SHORT PROBLEM: Copy every one of the records below word for word, but leave out the pictures.

DATASET:
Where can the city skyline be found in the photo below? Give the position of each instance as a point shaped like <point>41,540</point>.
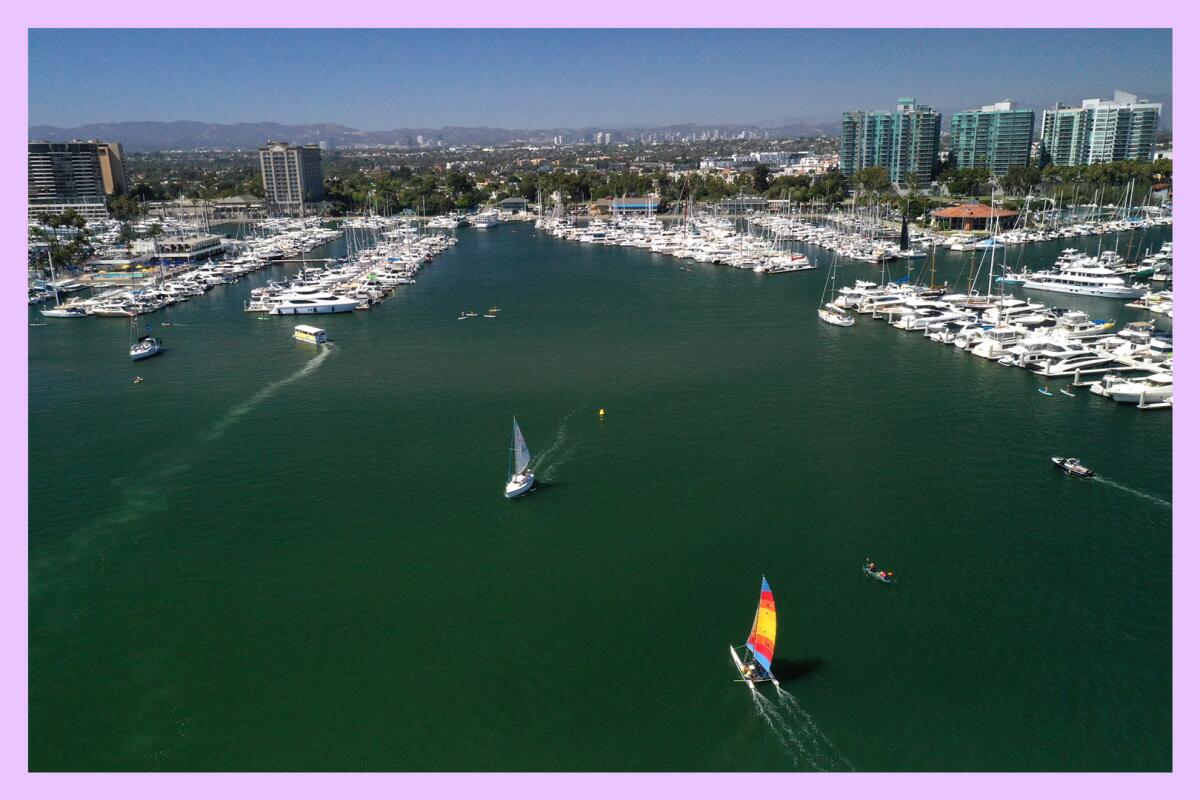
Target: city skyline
<point>538,79</point>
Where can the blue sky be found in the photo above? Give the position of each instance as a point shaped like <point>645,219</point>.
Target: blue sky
<point>377,79</point>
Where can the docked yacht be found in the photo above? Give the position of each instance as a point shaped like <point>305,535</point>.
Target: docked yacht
<point>1157,388</point>
<point>312,301</point>
<point>1067,364</point>
<point>997,342</point>
<point>1084,280</point>
<point>485,220</point>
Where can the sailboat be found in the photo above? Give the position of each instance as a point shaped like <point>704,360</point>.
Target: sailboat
<point>521,479</point>
<point>142,347</point>
<point>60,311</point>
<point>832,312</point>
<point>754,666</point>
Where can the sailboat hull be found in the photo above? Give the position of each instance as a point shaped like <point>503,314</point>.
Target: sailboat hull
<point>741,668</point>
<point>519,485</point>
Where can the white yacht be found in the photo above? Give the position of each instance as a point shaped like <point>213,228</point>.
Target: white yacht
<point>1157,388</point>
<point>1084,280</point>
<point>312,301</point>
<point>1067,364</point>
<point>485,220</point>
<point>997,342</point>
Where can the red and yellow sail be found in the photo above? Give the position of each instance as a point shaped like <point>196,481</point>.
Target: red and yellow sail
<point>762,635</point>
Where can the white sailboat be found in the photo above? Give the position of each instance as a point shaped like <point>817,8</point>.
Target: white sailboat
<point>60,311</point>
<point>829,311</point>
<point>142,347</point>
<point>521,479</point>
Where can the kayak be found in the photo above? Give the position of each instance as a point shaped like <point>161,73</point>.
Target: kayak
<point>879,575</point>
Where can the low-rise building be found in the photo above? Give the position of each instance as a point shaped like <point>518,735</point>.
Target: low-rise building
<point>973,216</point>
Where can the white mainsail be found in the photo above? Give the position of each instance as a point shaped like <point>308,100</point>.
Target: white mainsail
<point>520,451</point>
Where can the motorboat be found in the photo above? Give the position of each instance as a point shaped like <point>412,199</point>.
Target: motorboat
<point>1072,467</point>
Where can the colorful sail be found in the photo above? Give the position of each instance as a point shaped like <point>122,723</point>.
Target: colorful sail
<point>520,451</point>
<point>762,635</point>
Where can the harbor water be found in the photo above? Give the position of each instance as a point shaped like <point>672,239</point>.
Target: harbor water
<point>276,555</point>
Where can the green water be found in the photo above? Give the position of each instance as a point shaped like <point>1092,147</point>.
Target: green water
<point>268,557</point>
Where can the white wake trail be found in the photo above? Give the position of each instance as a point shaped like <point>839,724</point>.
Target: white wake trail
<point>787,701</point>
<point>556,450</point>
<point>1105,481</point>
<point>786,738</point>
<point>243,409</point>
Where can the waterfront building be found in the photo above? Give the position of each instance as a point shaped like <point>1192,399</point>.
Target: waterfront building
<point>1098,131</point>
<point>292,176</point>
<point>112,168</point>
<point>511,205</point>
<point>179,250</point>
<point>973,216</point>
<point>64,172</point>
<point>996,137</point>
<point>904,142</point>
<point>73,176</point>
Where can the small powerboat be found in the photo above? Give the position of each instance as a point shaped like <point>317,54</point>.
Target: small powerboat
<point>1072,467</point>
<point>145,347</point>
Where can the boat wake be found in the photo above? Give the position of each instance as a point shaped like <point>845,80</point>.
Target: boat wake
<point>798,734</point>
<point>1105,481</point>
<point>549,461</point>
<point>243,409</point>
<point>789,703</point>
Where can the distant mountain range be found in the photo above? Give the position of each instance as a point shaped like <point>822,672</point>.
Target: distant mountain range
<point>185,134</point>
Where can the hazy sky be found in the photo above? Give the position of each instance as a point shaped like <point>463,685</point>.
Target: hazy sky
<point>377,79</point>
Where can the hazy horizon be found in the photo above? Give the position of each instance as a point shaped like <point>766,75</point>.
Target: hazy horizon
<point>538,79</point>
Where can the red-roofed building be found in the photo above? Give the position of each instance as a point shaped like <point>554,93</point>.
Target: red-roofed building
<point>973,216</point>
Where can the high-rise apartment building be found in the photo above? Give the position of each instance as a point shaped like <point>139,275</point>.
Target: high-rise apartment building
<point>292,176</point>
<point>904,142</point>
<point>995,137</point>
<point>1098,131</point>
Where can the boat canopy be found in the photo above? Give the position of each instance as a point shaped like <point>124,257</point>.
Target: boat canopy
<point>762,635</point>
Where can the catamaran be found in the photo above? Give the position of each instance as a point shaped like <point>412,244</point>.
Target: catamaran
<point>754,667</point>
<point>521,480</point>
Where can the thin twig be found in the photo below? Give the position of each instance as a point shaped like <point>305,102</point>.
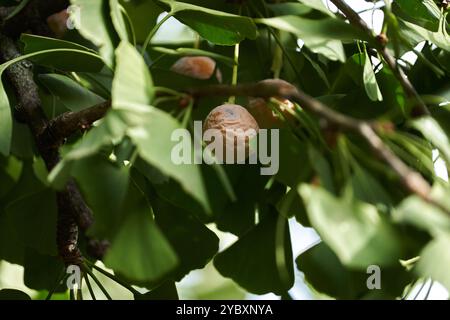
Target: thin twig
<point>411,180</point>
<point>356,20</point>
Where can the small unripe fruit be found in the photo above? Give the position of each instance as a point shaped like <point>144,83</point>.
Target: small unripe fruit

RESULT:
Where can the city skyline be found in the photo below? Give the position of each instance as a point shaped like <point>41,540</point>.
Target: city skyline
<point>538,79</point>
Where can the blue sky be found in the photo above? Give the position of each instance as a point shaped like <point>645,219</point>.
Target: blue sky
<point>377,79</point>
Where can the docked yacht be found in the photo above? Give the position of each instance as a point shaped like <point>305,535</point>.
Target: docked yacht
<point>1157,388</point>
<point>312,301</point>
<point>1067,364</point>
<point>997,342</point>
<point>1084,280</point>
<point>485,220</point>
Where can the sailboat be found in the photo above? Give the position of each instance as a point shaped like <point>704,360</point>.
Target: sailboat
<point>521,479</point>
<point>142,347</point>
<point>60,311</point>
<point>832,312</point>
<point>754,666</point>
Where can the sailboat hull be found in the photo above? Give the position of each instance as a point shaped like <point>503,314</point>.
Target: sailboat hull
<point>741,668</point>
<point>519,485</point>
Where can the white yacht be found in the photo above? Give the position of each instance as a point shaped like <point>213,228</point>.
Target: white yacht
<point>1157,388</point>
<point>1084,280</point>
<point>312,301</point>
<point>1067,364</point>
<point>485,220</point>
<point>997,342</point>
Where can the red and yellow sail be found in the photo above? Give the position of each instance as a point shaped like <point>196,481</point>.
Target: red and yellow sail
<point>762,635</point>
Where can the white sailboat be found in the photo above? Give the position of each instance as a point shaped like <point>817,8</point>.
Target: white sailboat
<point>60,311</point>
<point>829,311</point>
<point>142,347</point>
<point>521,479</point>
Where can the kayak be found in the photo above? Give the position of each instance as a point shaped like <point>161,73</point>.
Target: kayak
<point>879,575</point>
Where can the low-rise building be found in the photo above? Give the position of each instance as a point shaped like <point>518,735</point>.
Target: low-rise building
<point>973,216</point>
Where can the white mainsail be found in the photo above? Give the position of each instance as a point shaped like <point>308,100</point>.
Target: white mainsail
<point>520,451</point>
Where can the motorboat be found in the photo above? Give the position of each instance as a point shaped like <point>412,199</point>.
Target: motorboat
<point>1072,467</point>
Where can the colorful sail be found in the photo above? Give the position of each instance as a point shaped like <point>122,723</point>.
Target: colorful sail
<point>520,451</point>
<point>762,635</point>
Where can the harbor water be found in the photo above? Give the position of each instance as a point shaped like <point>672,239</point>.
Target: harbor water
<point>276,555</point>
Where can the green water be found in the photo above? Give the position of each instance as a point shaped like <point>1092,147</point>.
Target: green water
<point>268,557</point>
Where can the white wake trail be found in the photo above? Give the position of each instance as a point shaped like <point>839,724</point>.
Target: white wake trail
<point>787,701</point>
<point>556,450</point>
<point>1105,481</point>
<point>786,738</point>
<point>243,409</point>
Where can the waterfront building be found in the photo above? Give the position of each instance as a point shaped like <point>1192,399</point>.
Target: waterfront building
<point>1098,131</point>
<point>292,176</point>
<point>112,168</point>
<point>511,205</point>
<point>179,250</point>
<point>973,216</point>
<point>64,172</point>
<point>996,137</point>
<point>904,142</point>
<point>73,176</point>
Where can the small powerboat be found in the photo above? Give the position of each instance as a point shaped like <point>317,54</point>.
Target: small powerboat
<point>1072,467</point>
<point>145,347</point>
Where can the boat wake be found in the photo above? Give the position of each instance as a point shaped like <point>845,80</point>.
Target: boat wake
<point>798,734</point>
<point>1105,481</point>
<point>549,461</point>
<point>243,409</point>
<point>789,703</point>
Where can the distant mountain range be found in the photo above? Give the position of each instance as a point shaped like <point>822,672</point>.
Target: distant mountain range
<point>185,134</point>
Where can the hazy sky be found in the photo above? Give the position of each instance as a point shaped like <point>463,685</point>.
Target: hazy sky
<point>377,79</point>
Where can the hazy horizon be found in the photo above? Give the position of each instance as a point shaped like <point>766,75</point>.
Target: hazy horizon
<point>538,79</point>
Where can the red-roofed building be found in the photo above? Give the position of each instance as a point shaped like <point>554,93</point>.
Target: red-roofed building
<point>973,216</point>
Where can the high-rise apartment building be found in the photo above? Give the position of each instance as a point shaped like <point>139,275</point>.
Target: high-rise apartment building
<point>292,176</point>
<point>904,142</point>
<point>995,137</point>
<point>1098,131</point>
Where can the boat canopy be found in the photo above? Give the position of each instance as a point shaped like <point>124,257</point>.
Target: boat canopy
<point>762,635</point>
Where can the catamaran be found in the photo above? Give the position of each instance as a point shaped like <point>412,244</point>.
Target: catamaran
<point>754,667</point>
<point>521,480</point>
Where can the thin twig be found in the photo below? Give the position of each instance as a point shaped like <point>305,102</point>.
Target: thin twig
<point>411,180</point>
<point>356,20</point>
Where can the small unripe fruit be found in the photo above? Give the position of each instance as a point shaped like <point>144,83</point>.
Target: small unripe fruit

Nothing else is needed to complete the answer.